= WHAT YOU ARE ASKED TO DO =
Edit the listing below so that each "Bounding boxes" becomes "Box coordinates", leaving every other word as it is.

Records from a collection
>>

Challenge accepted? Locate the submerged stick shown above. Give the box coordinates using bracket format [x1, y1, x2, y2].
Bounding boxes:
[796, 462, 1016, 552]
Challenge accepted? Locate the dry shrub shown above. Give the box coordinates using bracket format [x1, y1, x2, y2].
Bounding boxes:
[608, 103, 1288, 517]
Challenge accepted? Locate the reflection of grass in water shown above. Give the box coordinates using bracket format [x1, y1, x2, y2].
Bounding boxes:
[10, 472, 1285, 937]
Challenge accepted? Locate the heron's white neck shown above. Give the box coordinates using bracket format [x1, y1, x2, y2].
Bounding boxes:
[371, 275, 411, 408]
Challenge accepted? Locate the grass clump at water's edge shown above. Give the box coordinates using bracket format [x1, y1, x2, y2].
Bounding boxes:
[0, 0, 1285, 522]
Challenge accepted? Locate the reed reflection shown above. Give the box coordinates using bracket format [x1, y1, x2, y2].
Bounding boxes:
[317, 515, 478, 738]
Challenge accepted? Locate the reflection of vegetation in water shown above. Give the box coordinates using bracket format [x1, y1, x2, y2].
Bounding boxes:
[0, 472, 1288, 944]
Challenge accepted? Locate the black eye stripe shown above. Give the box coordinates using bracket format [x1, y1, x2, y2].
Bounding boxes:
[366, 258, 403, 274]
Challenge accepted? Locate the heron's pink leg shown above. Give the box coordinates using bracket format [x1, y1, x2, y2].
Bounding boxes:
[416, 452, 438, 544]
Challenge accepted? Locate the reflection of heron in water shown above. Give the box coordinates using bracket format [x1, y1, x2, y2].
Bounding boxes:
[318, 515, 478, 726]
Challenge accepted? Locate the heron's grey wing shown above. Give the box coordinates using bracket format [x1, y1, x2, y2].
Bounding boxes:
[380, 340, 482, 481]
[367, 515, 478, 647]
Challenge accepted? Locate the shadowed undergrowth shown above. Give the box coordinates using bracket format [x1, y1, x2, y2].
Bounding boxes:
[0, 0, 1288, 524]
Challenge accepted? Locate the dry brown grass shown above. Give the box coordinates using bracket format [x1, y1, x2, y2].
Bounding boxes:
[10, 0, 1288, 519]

<<

= TASK ANSWER =
Challenge accepted? Locate the submerged stick shown above. Give the box coordinates using bracket format [x1, y1, x2, y2].
Box coordinates:
[796, 462, 1016, 552]
Challenge accepted? Locate the dry shrub shown above. Give the box coordinates using bracket format [x1, y1, x2, y2].
Box coordinates:
[608, 103, 1288, 517]
Challenge accepted? Locate the reflection of grass in water shown above. Give the box coordinates using bracket format [x1, y1, x2, y2].
Box coordinates:
[10, 472, 1285, 937]
Challenge accepted? Locate the heron's white neck shown above. Give the box coordinates using bracket format [x1, y1, x2, y2].
Box coordinates:
[371, 275, 411, 408]
Challenge accepted? Locate the grass clump at water's edge shown above. Give the box coordinates using bracket format [x1, y1, x2, y2].
Box coordinates:
[0, 0, 1285, 522]
Challenge accepted? Locate the reed reflection shown above. Give the box coordinates using bracket format [x1, y1, x2, y2].
Box coordinates:
[317, 515, 478, 738]
Challenge accepted? Locate the reflection of vegetation in water shown above. Give the box coordinates using bracket format [x1, y1, x2, y2].
Box coordinates:
[0, 472, 1288, 944]
Challenge accepted? Locate the black eye stripe shown above. Give the box coordinates using bracket format [x1, y1, x2, y2].
Box coordinates:
[366, 258, 403, 274]
Challenge accepted? Locate the heron's pink leg shown above. Give the box coordinates using bracket format [x1, y1, x2, y2].
Box coordinates:
[416, 452, 438, 544]
Challenge accepted? Locate the reflection of heron in water shown above. Give the box coordinates using bracket format [x1, y1, x2, y2].
Box coordinates:
[318, 515, 478, 726]
Challenge accepted? Locate the heron's grey wing shown above. Give the box coordinates using bracket format [x1, y1, x2, y2].
Box coordinates:
[380, 340, 482, 481]
[367, 515, 478, 647]
Challenge accepted? Locate the shadowed undergrowth shown above. Give the box coordinates using bracket format [x1, y1, x2, y2].
Box coordinates:
[0, 0, 1288, 524]
Challenge accepted? Locate the dry brown grass shown above. Give the box coordinates using bracket format [x1, y1, x2, y2].
Box coordinates:
[10, 0, 1288, 519]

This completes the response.